PROBLEM> Your answer should be the entire listing, printed exactly.

DATA FOR THIS TASK below:

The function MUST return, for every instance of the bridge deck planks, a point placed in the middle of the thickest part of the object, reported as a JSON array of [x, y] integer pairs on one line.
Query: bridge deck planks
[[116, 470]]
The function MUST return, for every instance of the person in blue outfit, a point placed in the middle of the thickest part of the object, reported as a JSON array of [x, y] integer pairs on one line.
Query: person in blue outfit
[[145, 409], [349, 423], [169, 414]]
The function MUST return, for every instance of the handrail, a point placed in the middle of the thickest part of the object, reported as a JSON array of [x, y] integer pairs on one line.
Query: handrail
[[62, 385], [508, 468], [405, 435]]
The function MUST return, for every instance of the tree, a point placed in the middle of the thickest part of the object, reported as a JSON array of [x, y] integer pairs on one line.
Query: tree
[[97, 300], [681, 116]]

End of DATA FOR THIS TASK.

EXERCISE OUTPUT>
The function MUST return, for every instance of the bridge deck planks, a point placed in the middle of the thickest part of the object, reported as a JSON array of [x, y] integer pairs on one line.
Query: bridge deck planks
[[116, 470]]
The function MUST return, for every instance of the person in blue outfit, a point placed in the middle of the thickest part of the object, reported as a JSON array of [x, y] integer pairs on one line.
Query: person in blue outfit
[[145, 409], [349, 423], [169, 414]]
The function MUST return, for every instance of the handrail, a point placed in the middle of the thickest part of the object, reported as a JSON array of [x, y] integer pairs on one line.
Query: handrail
[[62, 385], [508, 468], [405, 435]]
The function MUST return, for every instance of the tree, a point placed in the middle of the thickest part of the object, reported as a JSON array of [x, y] integer pairs on one line.
Query: tree
[[97, 300], [681, 116]]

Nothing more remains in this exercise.